▸ INPUT ROWS:
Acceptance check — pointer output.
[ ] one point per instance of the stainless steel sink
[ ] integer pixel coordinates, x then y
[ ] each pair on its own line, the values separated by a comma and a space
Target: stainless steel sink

▸ DIRECTIONS: Please recast the lines above as a Markdown table with the columns Row and Line, numbering each row and leaving out any blank lines.

▸ RESULT FOR THIS TASK:
| Row | Line |
|---|---|
| 1 | Acceptance check — pointer output. |
| 2 | [ ] one point per instance of the stainless steel sink |
| 3 | [ ] integer pixel coordinates, x then y |
| 4 | [ ] each pair on its own line, the values separated by a comma and a space |
| 5 | Target: stainless steel sink |